• [Objective] Copy out every line of text from all the entries below without changing a character, and leave the pictures out of your answer.

• [Data in this exercise]
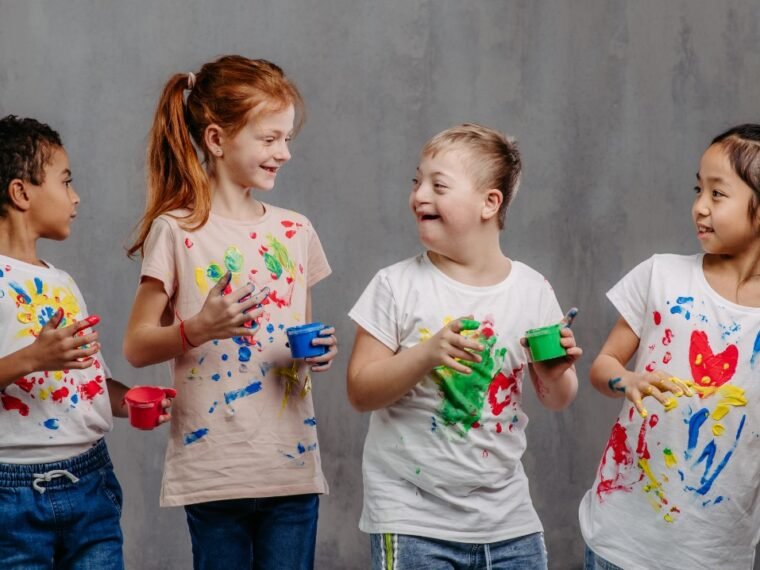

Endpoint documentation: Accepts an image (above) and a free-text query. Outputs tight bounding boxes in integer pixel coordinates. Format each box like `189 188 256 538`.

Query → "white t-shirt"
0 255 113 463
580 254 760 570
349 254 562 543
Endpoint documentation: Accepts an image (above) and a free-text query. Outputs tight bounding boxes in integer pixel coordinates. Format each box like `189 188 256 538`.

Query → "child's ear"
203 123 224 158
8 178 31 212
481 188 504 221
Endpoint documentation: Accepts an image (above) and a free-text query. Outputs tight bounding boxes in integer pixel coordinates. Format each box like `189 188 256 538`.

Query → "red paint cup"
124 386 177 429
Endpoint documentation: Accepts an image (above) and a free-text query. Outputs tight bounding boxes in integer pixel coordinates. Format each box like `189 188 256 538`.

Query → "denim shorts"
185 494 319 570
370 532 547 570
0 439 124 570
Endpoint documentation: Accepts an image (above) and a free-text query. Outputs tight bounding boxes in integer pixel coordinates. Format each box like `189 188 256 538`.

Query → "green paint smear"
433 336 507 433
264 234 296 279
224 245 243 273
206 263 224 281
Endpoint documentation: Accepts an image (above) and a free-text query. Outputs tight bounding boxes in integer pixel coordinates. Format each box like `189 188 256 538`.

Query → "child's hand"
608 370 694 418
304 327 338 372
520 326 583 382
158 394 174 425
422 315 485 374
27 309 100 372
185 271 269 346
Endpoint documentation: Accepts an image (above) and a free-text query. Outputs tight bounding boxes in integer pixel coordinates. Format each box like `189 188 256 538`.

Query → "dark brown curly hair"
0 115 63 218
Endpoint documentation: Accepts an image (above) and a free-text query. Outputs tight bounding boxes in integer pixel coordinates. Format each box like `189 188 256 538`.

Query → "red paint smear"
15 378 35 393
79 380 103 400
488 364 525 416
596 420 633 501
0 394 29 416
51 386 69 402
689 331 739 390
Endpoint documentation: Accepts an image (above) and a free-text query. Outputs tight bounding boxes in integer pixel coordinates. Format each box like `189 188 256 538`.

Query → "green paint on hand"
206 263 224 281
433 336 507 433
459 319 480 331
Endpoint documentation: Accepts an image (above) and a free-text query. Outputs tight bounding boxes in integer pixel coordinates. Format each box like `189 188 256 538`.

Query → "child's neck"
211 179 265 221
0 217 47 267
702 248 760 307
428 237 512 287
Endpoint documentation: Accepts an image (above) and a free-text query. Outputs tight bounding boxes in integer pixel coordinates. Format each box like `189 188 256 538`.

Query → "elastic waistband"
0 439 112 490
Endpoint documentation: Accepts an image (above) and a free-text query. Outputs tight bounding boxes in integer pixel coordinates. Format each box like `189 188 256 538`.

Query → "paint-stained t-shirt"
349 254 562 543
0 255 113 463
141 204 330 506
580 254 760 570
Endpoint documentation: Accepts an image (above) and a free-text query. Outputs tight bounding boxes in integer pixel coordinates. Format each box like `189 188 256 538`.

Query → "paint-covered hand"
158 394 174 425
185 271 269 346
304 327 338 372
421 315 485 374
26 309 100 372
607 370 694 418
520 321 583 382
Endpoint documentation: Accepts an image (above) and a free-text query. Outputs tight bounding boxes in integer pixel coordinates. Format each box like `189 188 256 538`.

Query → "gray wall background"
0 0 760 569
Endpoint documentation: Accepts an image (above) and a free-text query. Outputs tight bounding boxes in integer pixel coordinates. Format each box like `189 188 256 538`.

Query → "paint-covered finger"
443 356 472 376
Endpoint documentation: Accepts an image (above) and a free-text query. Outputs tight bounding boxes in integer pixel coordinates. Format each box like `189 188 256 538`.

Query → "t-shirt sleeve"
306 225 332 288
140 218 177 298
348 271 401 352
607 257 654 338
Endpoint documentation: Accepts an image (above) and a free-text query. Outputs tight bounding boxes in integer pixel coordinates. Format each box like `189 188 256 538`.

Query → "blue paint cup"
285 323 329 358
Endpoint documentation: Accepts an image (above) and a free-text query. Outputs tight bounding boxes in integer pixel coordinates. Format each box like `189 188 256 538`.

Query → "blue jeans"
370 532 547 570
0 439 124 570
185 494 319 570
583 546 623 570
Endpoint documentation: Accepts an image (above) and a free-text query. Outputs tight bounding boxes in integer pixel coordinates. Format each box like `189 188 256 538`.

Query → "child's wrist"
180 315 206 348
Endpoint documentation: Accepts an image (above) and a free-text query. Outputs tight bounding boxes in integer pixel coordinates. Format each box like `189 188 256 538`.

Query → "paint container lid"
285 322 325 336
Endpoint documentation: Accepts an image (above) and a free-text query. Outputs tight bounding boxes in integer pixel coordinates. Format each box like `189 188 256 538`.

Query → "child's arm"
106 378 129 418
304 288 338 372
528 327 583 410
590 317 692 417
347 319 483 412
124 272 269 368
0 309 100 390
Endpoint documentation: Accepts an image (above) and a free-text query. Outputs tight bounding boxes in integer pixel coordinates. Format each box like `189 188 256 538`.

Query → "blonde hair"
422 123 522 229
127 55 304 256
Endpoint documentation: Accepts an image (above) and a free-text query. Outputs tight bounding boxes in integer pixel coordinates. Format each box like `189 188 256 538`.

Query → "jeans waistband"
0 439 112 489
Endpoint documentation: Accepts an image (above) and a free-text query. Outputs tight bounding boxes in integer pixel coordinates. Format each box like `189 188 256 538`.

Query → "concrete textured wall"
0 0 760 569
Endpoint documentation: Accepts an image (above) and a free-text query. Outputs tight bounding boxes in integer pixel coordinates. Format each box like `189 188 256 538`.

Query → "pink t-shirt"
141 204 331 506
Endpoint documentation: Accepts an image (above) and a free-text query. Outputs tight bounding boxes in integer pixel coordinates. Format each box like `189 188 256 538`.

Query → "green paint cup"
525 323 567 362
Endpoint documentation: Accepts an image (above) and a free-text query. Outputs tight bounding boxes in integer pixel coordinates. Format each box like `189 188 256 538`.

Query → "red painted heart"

• [Solution below]
Endpoint documentation: Accepts an image (above) and a free-text query. Outputs tight bounding boxes in integer pixel coordinates. Format each box like `189 188 256 538`.

Query → "white t-shirt"
0 255 113 463
580 254 760 570
349 254 562 543
Endpoint documentation: Accepts an image (above) and a free-text query. Outputs tight bounding boxes in integer pixel coordinates. Format each box like `189 188 256 538`.

Query → "child's ear"
203 123 224 158
8 178 31 212
481 188 504 221
Endpoint documentation: Accepts an image (above) and a free-text query. Outputs tight bounding boxes in integer pixel coordinates. Format each box like `189 188 256 538`.

Query → "red paint cup"
124 386 177 429
Endpoint documentation: Accepts an image (above) and a free-text query. Outputs tight bounding boxes in integer pixel coordinates. Format each box like `189 188 256 538`.

Query → "denim shorts"
185 494 319 570
370 532 547 570
0 439 124 570
Endpoint documentation: Accepts an image (above) and a free-text query. Outputs tight bounding boxes in integer pixel coordinates. Format each box like `189 188 256 538`.

Query → "green paint smear"
433 336 507 433
264 234 296 279
224 245 243 273
206 263 224 281
Endpoint documentation: Accepts an image (above) and a free-text query. Outputs tight bounding boxes in integer pixel coordinates. Format each box like `189 188 256 538`.

Query → "child's hand"
608 370 694 418
304 327 338 372
520 326 583 382
158 394 174 425
422 315 485 374
27 309 100 372
185 271 269 346
Endpoint documentation: Accepts an image (above) and a free-text query. Outputs tight bounding boxes in integer pixel coordinates. Format each box like `189 188 256 538`.

Query → "dark brown curly hair"
0 115 63 218
Endpoint documentation: Accepts an image (above) and a free-text query. Outputs tight bounding boxes in integer pixel coordinates. Format each box like `189 188 256 538`.

Query → "red paint smear"
15 378 35 393
79 380 103 400
488 364 525 416
596 420 633 501
0 394 29 416
51 386 69 402
689 331 739 390
Endpoint documentation: Accepts an image (above) and a free-text query. Outputs tight bounding boxes in integer pixel coordinates. Format each box like `189 188 256 538`.

Query → "green paint on hand"
206 263 224 281
433 336 507 433
459 319 480 331
Endpoint documentation: Accepts an image (above) and a free-text query. Outputs tight bounding boxes in integer pixel coordinates. Format each box like `189 188 256 538`.

Query → "child's neck"
211 179 265 221
0 217 47 267
702 248 760 307
428 237 512 287
Endpoint documentation: Accepts an image (above) and a free-text query. Outputs tight bounding boxes in integer pixel coordinates. Format each box like `189 188 256 538`.

Query → "elastic waistband"
0 439 112 490
Endpoint documentation: Accepts an image (above) and a free-text query. Outputs tight bounding boxes in integer pixel coordinates. Format each box like `189 188 256 538`.

Query → "paint-stained t-shirt"
349 254 562 543
0 255 113 463
141 204 330 506
580 254 760 570
Endpoint documentation: Accepts an image (above) and a free-text query. Outputs tight bounding boxes in integer pixel coordinates. Format each box like `189 188 256 538`.

Query → "paint-covered hand"
158 394 174 425
185 271 269 346
304 327 338 372
421 315 485 374
26 309 100 372
607 370 694 418
520 321 583 382
Endpoint documentation: Accepts an image (above) and a free-text query. Outputs tight bounding boxes in integer pixel coordinates. Format each box like `189 188 256 538`.

Query → "gray wall background"
0 0 760 569
Endpoint documentation: Accepts an image (above) and a free-text query. Outputs tight bounding boxes in integer pixel coordinates. Format each box like `189 188 256 538`.

Query → "paint-covered finger"
443 356 472 376
Endpoint documentation: Accepts an image (above) and a free-text query. Outputs tight bounding boxes in integer pixel coordinates. Format each box like `189 188 256 538`.

Query → "t-shirt sleeve"
306 225 332 288
140 218 177 298
348 271 401 352
607 257 654 338
Endpoint documentation: Accepts an image (above) and a free-text query. Outputs tight bounding boxes in integer pixel coordinates. Format each box like `189 188 256 538`.

Query → "blue paint cup"
285 323 329 358
Endpoint documentation: Accepts an image (above) and a free-text query. Outputs tight bounding boxes in integer pixel coordinates. Format each box like `189 188 256 538`.

Query → "blue jeans"
370 532 547 570
0 439 124 570
185 494 319 570
583 546 623 570
Endpoint documentation: Accepts an image (above) and a free-text query. Outputs tight bounding boxes in integer pixel coordinates. Format each box like `189 188 256 538`.

Query → "child's wrist"
180 315 206 348
Endpoint documentation: Accepts an image (above) and a free-text query. Outputs tight bounding boxes in integer pixel coordinates. Format each box like `189 188 256 538`.

Query → "paint container lid"
285 322 325 336
Endpoint documentation: Accepts an image (above) and a free-text query. Outputs tight bounding boxes in integer pixel coordinates. Format each box like `189 188 256 538`.

Query → "child's arm"
106 378 129 418
304 288 338 372
528 327 583 410
590 317 692 417
347 319 483 412
124 272 269 368
0 309 100 390
Endpoint documentation: Accepts an image (above) and a free-text query. Outputs tight bounding boxes in integer pixel coordinates. Format each box like `189 188 256 538`.

Query → "blonde hair"
422 123 522 229
127 55 304 256
Endpoint documentation: Accepts an image (above) and a free-text query. Outputs tight bounding boxes in integer pixel coordinates. Format each box like `189 188 256 538`.

Query → "jeans waistband"
0 439 112 489
Endpoint documentation: Accepts an image (above) and a free-text query. Outputs tight bounding boxes in integer pixel coordinates. Format each box like `189 188 256 538`.

Query → "concrete textured wall"
0 0 760 569
Endpoint documentation: Accepts an image (above) and a free-text query. Outputs tight bounding boxes in integer pixel coordinates. Format each box like `189 188 256 538`.

Query → "pink t-shirt"
141 204 331 506
Endpoint documentation: Accepts an image (above) and a free-text query. Outputs tight bounding boxes in integer pixel coordinates. Format each box like `189 188 256 538`.

Query → "green paint cup"
525 323 567 362
Endpoint documentation: Accepts an image (above) and a free-text query. Outputs tight bounding boxes in integer pixel coordinates. Format each box like `189 188 256 538`.

Query → "red painted heart"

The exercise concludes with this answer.